REQUIRED WORK
1. Using the post about motorcycle tires below, say whether each statement agrees with it: (a) the writer finds the Shinko 705s good in mud, (b) the writer once ran original Tourances on a Vstrom 1000, (c) the writer expects to ride mostly fire roads with a good bit of pavement. For each, answer yes or no and quote the deciding words.
2. Carry on the post about motorcycle tires below, picking up after its last sentence.
··· EXTRACT TO READ
Sure would be nice to plug a puncture, air up and keep going. I already carry all the stuff in my tank bag for other bikes.
Thanks for the feedback on the tires.

I do plan to do more dirt on this bike but mostly fire roads etc with a good bit of pavement so maybe something between 60/40 and 70/30? I can say the Shinko 705s are pretty decent in the dirt as long as it doesn't get muddy or deeper sand. I have a set on the wire wheels for my Stelvio. I'm thinking to try the Shinko 804/805 to see if they are too far on the aggressive side or not. I've gotten some very good feedback from guys I know who have them on the larger ADV bikes, GS/AT/S10 and hear very little negative. I'm projecting a little more freeway noise from the rear compared to the stock Pirellis. The 705s are pretty quiet and the original Tourances are very quiet and last a long time, I had a set on my Vstrom 1000. Those Avon Trailriders look like an interesting option also. The tread pattern looks a lot like a mellower Metzler Sahara. I had a set of those on my Husky TR650 for a short bit. I think if I decide to go even more aggressive I'll consider the Anakee Wilds.
······
··· DATA ENTRIES
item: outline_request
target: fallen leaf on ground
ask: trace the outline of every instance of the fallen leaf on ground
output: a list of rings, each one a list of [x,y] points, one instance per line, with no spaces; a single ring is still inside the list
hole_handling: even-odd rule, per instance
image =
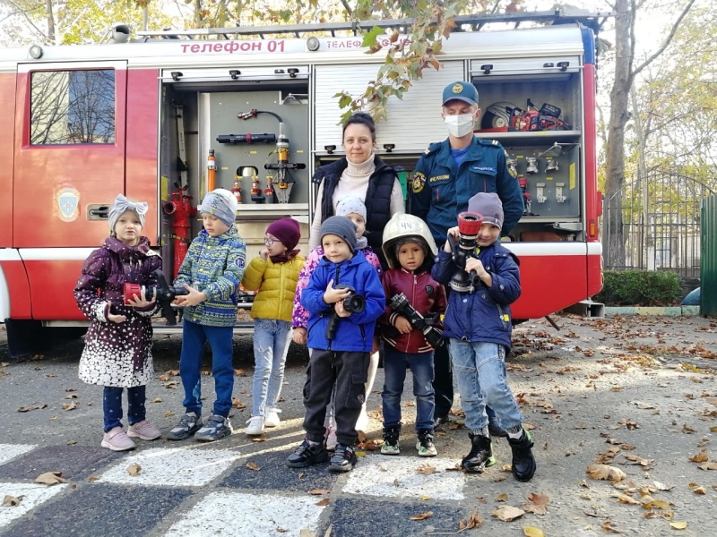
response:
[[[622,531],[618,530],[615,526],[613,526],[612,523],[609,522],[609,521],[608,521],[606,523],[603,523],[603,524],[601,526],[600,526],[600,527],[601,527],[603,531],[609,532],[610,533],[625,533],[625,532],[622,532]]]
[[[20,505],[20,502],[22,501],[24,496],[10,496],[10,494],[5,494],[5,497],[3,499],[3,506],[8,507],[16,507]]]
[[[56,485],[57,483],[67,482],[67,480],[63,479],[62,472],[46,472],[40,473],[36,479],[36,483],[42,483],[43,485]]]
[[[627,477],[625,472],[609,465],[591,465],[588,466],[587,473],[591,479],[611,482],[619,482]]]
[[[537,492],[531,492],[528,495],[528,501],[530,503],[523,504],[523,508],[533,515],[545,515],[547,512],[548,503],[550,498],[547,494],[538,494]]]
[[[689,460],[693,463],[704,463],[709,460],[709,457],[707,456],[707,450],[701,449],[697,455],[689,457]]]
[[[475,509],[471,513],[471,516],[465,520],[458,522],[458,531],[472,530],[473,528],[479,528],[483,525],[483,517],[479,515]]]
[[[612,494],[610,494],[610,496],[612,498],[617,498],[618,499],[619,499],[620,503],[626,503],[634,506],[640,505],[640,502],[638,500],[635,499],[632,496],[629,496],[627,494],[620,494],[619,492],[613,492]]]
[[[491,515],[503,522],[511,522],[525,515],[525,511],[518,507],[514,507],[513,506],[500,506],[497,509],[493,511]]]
······
··· DATA ENTRIES
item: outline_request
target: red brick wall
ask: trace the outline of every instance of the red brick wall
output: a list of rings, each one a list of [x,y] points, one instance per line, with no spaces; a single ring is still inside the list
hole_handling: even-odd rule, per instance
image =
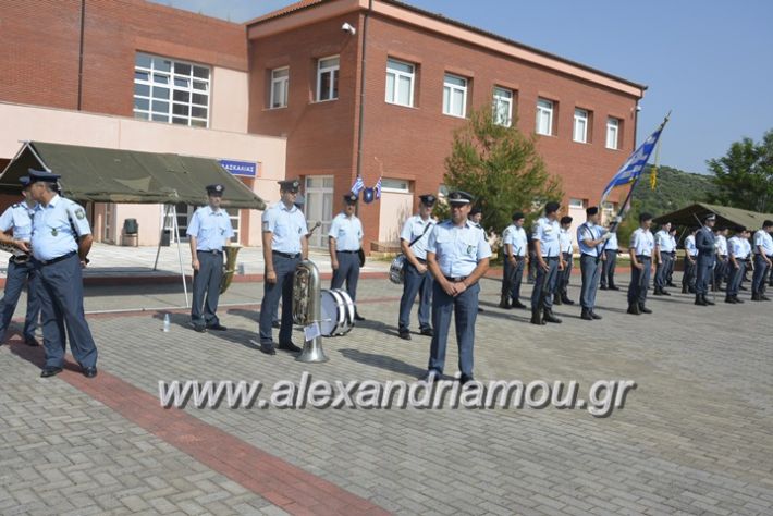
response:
······
··· DATA ENTRIES
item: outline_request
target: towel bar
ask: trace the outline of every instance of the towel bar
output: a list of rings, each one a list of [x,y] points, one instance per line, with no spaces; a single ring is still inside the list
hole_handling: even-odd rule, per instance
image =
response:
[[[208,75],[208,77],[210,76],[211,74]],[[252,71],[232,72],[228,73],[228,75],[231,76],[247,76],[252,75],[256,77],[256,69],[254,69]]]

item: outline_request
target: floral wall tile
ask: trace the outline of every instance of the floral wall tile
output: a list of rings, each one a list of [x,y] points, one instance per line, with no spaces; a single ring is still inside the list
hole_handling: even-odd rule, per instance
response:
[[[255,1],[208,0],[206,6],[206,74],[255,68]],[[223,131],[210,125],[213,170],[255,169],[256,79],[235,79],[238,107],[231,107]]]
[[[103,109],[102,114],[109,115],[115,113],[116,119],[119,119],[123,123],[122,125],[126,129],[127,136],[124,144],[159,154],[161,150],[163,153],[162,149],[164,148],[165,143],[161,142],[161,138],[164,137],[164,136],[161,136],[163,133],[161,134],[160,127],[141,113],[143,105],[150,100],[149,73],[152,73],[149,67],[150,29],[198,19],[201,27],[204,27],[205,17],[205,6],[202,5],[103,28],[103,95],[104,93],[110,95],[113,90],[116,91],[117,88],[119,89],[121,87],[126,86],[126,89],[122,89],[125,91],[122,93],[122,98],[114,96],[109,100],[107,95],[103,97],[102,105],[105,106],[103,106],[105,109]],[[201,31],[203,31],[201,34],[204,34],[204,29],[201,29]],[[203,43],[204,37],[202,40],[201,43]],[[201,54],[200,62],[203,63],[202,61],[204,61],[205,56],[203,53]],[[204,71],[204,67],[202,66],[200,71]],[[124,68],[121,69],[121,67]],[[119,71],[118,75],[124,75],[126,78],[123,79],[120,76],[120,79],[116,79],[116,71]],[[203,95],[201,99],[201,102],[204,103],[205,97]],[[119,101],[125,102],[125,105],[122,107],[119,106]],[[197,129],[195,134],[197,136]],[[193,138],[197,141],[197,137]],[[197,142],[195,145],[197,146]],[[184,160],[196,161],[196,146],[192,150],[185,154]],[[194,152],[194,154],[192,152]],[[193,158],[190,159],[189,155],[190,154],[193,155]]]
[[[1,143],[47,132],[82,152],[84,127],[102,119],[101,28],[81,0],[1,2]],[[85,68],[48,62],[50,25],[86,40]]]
······
ANSWERS BELOW
1.
(a) No: "as long as it doesn't get muddy or deeper sand"
(b) Yes: "I had a set on my Vstrom 1000"
(c) Yes: "mostly fire roads etc with a good bit of pavement"

2.
As for going tubeless, you're at the right point to make the conversion and I'd do it. There are a few ways to go and I'd agree the 3M tape is getting very good reviews, better than the Outex. I'm thinking to go that way.

A big part of my motivation is reducing wheel weight and being able to fix a flat easier. I've read the stock rear tube is easily 1lb and the front about 1/2lb. I also plan to go the next size down in tire size, 150/70 rear and 110/80 front both to make it more nimble and also to reduce weight. I think the stock tires are too wide, more a marketing decision than real performance decision. Ducati marketing loves wide tires. I have the next size down on the rear of my Sport Classic and it handles better. Moto Guzzi reduced the width of the rear on the Stelvio from 170 to 150 along with rim width and the handling improved.

What I'm not sure about is the rim width, the front rim is very wide so I'm hoping a 110/80 front will fit OK. If I were to ever replace the wheels with new rims I'd consider a little narrower to save weight and work better with the next step down in tire width.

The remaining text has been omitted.